++++ Given information ++++

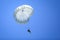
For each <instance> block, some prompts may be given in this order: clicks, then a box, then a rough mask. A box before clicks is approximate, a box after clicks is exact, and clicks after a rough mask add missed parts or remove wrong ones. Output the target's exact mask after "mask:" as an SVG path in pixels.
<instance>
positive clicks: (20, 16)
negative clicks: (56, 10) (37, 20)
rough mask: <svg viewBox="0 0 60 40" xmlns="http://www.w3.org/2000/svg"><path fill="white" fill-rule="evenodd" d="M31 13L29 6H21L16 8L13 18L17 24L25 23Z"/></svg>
mask: <svg viewBox="0 0 60 40" xmlns="http://www.w3.org/2000/svg"><path fill="white" fill-rule="evenodd" d="M32 13H33V8H32V7H31V6H30V5H21V6H19V7H17V8H16V10H15V12H14V17H15V19H16V21H17V22H19V23H27V22H28V21H29V18H30V16H31V15H32Z"/></svg>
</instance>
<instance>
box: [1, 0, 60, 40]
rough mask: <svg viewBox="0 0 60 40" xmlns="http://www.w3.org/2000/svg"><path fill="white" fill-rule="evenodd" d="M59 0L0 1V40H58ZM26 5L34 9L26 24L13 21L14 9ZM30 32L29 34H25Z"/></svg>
mask: <svg viewBox="0 0 60 40" xmlns="http://www.w3.org/2000/svg"><path fill="white" fill-rule="evenodd" d="M59 2H60V1H59V0H0V39H3V40H5V39H21V40H23V39H25V40H28V39H30V40H31V39H34V40H37V39H44V40H45V39H46V40H47V39H60V13H59V11H60V9H59V8H60V3H59ZM23 4H27V5H31V6H32V7H33V9H34V12H33V15H32V16H31V18H30V20H29V22H28V23H27V24H19V23H17V22H16V20H15V19H14V16H13V14H14V10H15V9H16V7H18V6H20V5H23ZM27 29H30V30H31V32H32V33H31V34H30V33H28V32H27Z"/></svg>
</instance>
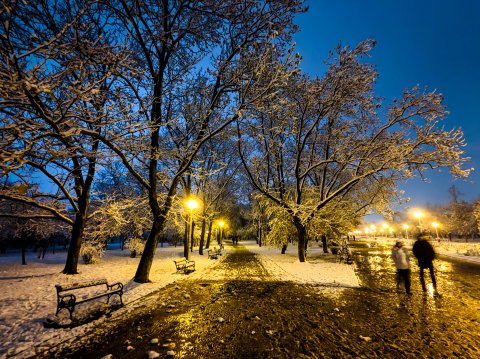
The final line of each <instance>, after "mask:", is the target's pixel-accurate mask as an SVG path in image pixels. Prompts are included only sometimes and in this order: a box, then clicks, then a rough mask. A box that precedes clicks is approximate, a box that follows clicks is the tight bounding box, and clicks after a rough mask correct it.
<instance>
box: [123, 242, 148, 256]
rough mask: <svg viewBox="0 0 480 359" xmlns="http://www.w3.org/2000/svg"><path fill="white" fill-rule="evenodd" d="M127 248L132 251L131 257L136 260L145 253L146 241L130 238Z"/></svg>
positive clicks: (130, 251)
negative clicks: (143, 250) (138, 256)
mask: <svg viewBox="0 0 480 359" xmlns="http://www.w3.org/2000/svg"><path fill="white" fill-rule="evenodd" d="M125 248H127V249H128V250H129V251H130V257H132V258H135V257H136V256H137V255H141V254H142V253H143V249H144V248H145V241H144V240H142V239H140V238H137V237H133V238H130V239H129V240H127V241H126V242H125Z"/></svg>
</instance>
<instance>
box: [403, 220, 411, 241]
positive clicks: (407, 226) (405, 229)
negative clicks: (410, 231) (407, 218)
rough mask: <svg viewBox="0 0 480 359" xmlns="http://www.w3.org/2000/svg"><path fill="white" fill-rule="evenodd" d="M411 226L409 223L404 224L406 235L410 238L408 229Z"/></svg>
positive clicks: (405, 233) (406, 237) (403, 226)
mask: <svg viewBox="0 0 480 359" xmlns="http://www.w3.org/2000/svg"><path fill="white" fill-rule="evenodd" d="M409 228H410V226H409V225H408V224H404V225H403V229H404V230H405V237H406V238H407V239H408V229H409Z"/></svg>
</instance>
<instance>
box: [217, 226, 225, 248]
mask: <svg viewBox="0 0 480 359" xmlns="http://www.w3.org/2000/svg"><path fill="white" fill-rule="evenodd" d="M218 226H219V227H220V239H219V242H218V244H222V239H223V227H224V226H225V222H224V221H219V222H218Z"/></svg>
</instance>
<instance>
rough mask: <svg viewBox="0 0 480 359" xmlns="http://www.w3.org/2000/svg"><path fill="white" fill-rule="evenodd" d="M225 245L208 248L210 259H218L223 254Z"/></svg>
mask: <svg viewBox="0 0 480 359" xmlns="http://www.w3.org/2000/svg"><path fill="white" fill-rule="evenodd" d="M222 249H223V245H222V246H221V247H220V248H217V247H213V249H209V250H208V259H217V258H218V256H221V255H222Z"/></svg>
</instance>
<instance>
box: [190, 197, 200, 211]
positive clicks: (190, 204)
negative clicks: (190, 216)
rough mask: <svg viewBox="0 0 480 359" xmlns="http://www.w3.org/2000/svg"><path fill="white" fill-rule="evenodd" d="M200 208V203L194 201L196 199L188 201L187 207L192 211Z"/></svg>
mask: <svg viewBox="0 0 480 359" xmlns="http://www.w3.org/2000/svg"><path fill="white" fill-rule="evenodd" d="M198 206H199V203H198V201H196V200H194V199H189V200H188V201H187V207H188V208H189V209H190V210H191V211H193V210H194V209H195V208H198Z"/></svg>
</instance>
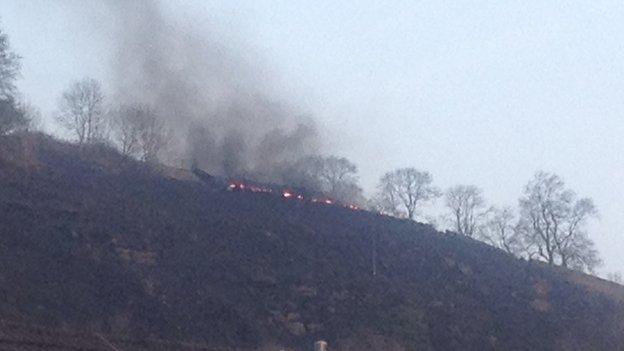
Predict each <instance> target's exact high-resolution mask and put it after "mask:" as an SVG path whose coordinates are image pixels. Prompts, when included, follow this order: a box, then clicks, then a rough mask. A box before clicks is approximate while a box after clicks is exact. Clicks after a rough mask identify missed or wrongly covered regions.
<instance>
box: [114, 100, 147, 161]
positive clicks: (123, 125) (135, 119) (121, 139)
mask: <svg viewBox="0 0 624 351" xmlns="http://www.w3.org/2000/svg"><path fill="white" fill-rule="evenodd" d="M144 113H145V108H143V107H142V106H140V105H124V106H121V107H120V108H119V109H117V111H115V112H114V113H113V118H112V120H111V129H112V137H113V141H114V142H115V144H117V147H118V148H119V151H120V152H121V154H122V155H124V156H136V155H137V154H138V153H139V150H140V145H139V138H140V136H141V125H142V123H143V122H142V121H143V119H144V116H143V114H144Z"/></svg>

++++

Output the data exactly. Pictures don't belong in the result.

▶ _Output of the exercise_:
For each <instance> block, some prompts may be given in this order: clicks, then a box, then a rough mask. A box before clicks is approximate, a box after clicks is exact, and clicks after a rough mask add missed parts or remove wrong ones. Output the target's exact mask after "mask:" as an SVG path in pixels.
<instance>
positive clicks: (20, 16)
negative clicks: (56, 10) (37, 20)
rough mask: <svg viewBox="0 0 60 40" xmlns="http://www.w3.org/2000/svg"><path fill="white" fill-rule="evenodd" d="M31 13L29 6H21L16 8L13 18L17 24L25 23Z"/></svg>
mask: <svg viewBox="0 0 60 40" xmlns="http://www.w3.org/2000/svg"><path fill="white" fill-rule="evenodd" d="M32 13H33V8H32V7H31V6H30V5H21V6H19V7H17V8H16V10H15V12H14V17H15V19H16V21H17V22H19V23H27V22H28V21H29V18H30V16H31V15H32Z"/></svg>
</instance>
<instance>
box: [1, 0, 60, 40]
rough mask: <svg viewBox="0 0 60 40" xmlns="http://www.w3.org/2000/svg"><path fill="white" fill-rule="evenodd" d="M59 0L0 1V40H58ZM26 5L34 9L26 24L13 21L14 9ZM30 32L29 34H25Z"/></svg>
mask: <svg viewBox="0 0 60 40" xmlns="http://www.w3.org/2000/svg"><path fill="white" fill-rule="evenodd" d="M59 2H60V1H59V0H0V39H3V40H5V39H21V40H23V39H25V40H28V39H30V40H31V39H34V40H37V39H44V40H45V39H46V40H47V39H60V13H59V11H60V9H59V8H60V3H59ZM23 4H27V5H31V6H32V7H33V9H34V12H33V15H32V16H31V18H30V20H29V22H28V23H27V24H19V23H17V22H16V20H15V19H14V16H13V14H14V10H15V9H16V7H18V6H20V5H23ZM27 29H30V30H31V32H32V33H31V34H30V33H28V32H27Z"/></svg>
</instance>
The final line of each <instance>, after "mask:", is the target's pixel-accurate mask as an SVG path in image pixels. Prompts are included only sometimes and in this order: a box, then clicks, then a rough mask. A box that precedes clicks is approximate, a box that follows clicks is the tight bounding box, and clicks after a rough mask correct it.
<instance>
box: [123, 242, 148, 256]
rough mask: <svg viewBox="0 0 480 359" xmlns="http://www.w3.org/2000/svg"><path fill="white" fill-rule="evenodd" d="M127 248L132 251L131 257L136 260L145 253L146 241L130 238Z"/></svg>
positive clicks: (130, 251)
negative clicks: (143, 250) (138, 256)
mask: <svg viewBox="0 0 480 359" xmlns="http://www.w3.org/2000/svg"><path fill="white" fill-rule="evenodd" d="M125 248H127V249H128V250H129V251H130V257H132V258H135V257H136V256H137V255H141V254H142V253H143V249H144V248H145V241H144V240H142V239H140V238H137V237H133V238H130V239H129V240H127V241H126V242H125Z"/></svg>
</instance>
<instance>
box: [403, 220, 411, 241]
positive clicks: (407, 226) (405, 229)
negative clicks: (410, 231) (407, 218)
rough mask: <svg viewBox="0 0 480 359" xmlns="http://www.w3.org/2000/svg"><path fill="white" fill-rule="evenodd" d="M411 226L409 223L404 224L406 235L410 238L408 229Z"/></svg>
positive clicks: (405, 233) (406, 237) (403, 226)
mask: <svg viewBox="0 0 480 359" xmlns="http://www.w3.org/2000/svg"><path fill="white" fill-rule="evenodd" d="M409 228H410V226H409V225H408V224H404V225H403V229H404V230H405V237H406V238H407V239H408V229H409Z"/></svg>
</instance>
<instance>
box: [217, 226, 225, 248]
mask: <svg viewBox="0 0 480 359" xmlns="http://www.w3.org/2000/svg"><path fill="white" fill-rule="evenodd" d="M218 226H219V227H220V239H219V242H218V244H222V239H223V227H224V226H225V222H224V221H219V222H218Z"/></svg>
</instance>
<instance>
rough mask: <svg viewBox="0 0 480 359" xmlns="http://www.w3.org/2000/svg"><path fill="white" fill-rule="evenodd" d="M225 245L208 248L210 259H218L223 254Z"/></svg>
mask: <svg viewBox="0 0 480 359" xmlns="http://www.w3.org/2000/svg"><path fill="white" fill-rule="evenodd" d="M222 249H223V245H222V246H221V247H220V248H217V247H213V249H209V250H208V259H217V258H218V256H221V255H222Z"/></svg>
</instance>
<instance>
box: [190, 197, 200, 211]
positive clicks: (190, 204)
negative clicks: (190, 216)
rough mask: <svg viewBox="0 0 480 359" xmlns="http://www.w3.org/2000/svg"><path fill="white" fill-rule="evenodd" d="M200 208V203L194 201L196 199L188 201L187 207L192 211Z"/></svg>
mask: <svg viewBox="0 0 480 359" xmlns="http://www.w3.org/2000/svg"><path fill="white" fill-rule="evenodd" d="M198 206H199V203H198V201H196V200H194V199H189V200H188V201H187V207H188V208H189V209H190V210H191V211H193V210H194V209H195V208H198Z"/></svg>
</instance>
Predict each <instance> target's exact high-resolution mask and put it after "mask:" as an SVG path whose coordinates are image pixels. Prompts, when included, follow this order: a box, then clicks, then a rough mask. A box before clicks is approximate while a box after clicks is exact. Clicks after a rough mask identify missed or wrongly covered regions.
<instance>
box: [114, 100, 147, 161]
positive clicks: (123, 125) (135, 119) (121, 139)
mask: <svg viewBox="0 0 624 351" xmlns="http://www.w3.org/2000/svg"><path fill="white" fill-rule="evenodd" d="M144 113H145V108H143V107H142V106H140V105H124V106H121V107H120V108H119V109H117V111H115V112H114V113H113V118H112V120H111V129H112V137H113V141H114V142H115V144H117V147H118V148H119V151H120V152H121V154H122V155H124V156H136V155H137V154H138V153H139V150H140V145H139V138H140V136H141V125H142V123H143V122H142V121H143V119H144V116H143V114H144Z"/></svg>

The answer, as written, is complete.